**Exercise directions**
With nothing added and nothing dropped, copy the entire listing.

**Data provided**
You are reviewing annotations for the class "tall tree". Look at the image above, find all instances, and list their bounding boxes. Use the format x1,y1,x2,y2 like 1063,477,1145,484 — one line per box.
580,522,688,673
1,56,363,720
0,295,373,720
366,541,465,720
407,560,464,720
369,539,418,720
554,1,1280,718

**Reply to the exercise**
You are reviewing annotations for the class "tall tree". Look at the image above, find all instances, and list their bounding boxes. Use the format x1,y1,x2,y2 like 1063,477,1145,484 — one line per box.
580,522,688,673
1,56,363,720
0,295,373,720
366,541,465,720
407,560,464,720
369,539,418,720
554,1,1280,718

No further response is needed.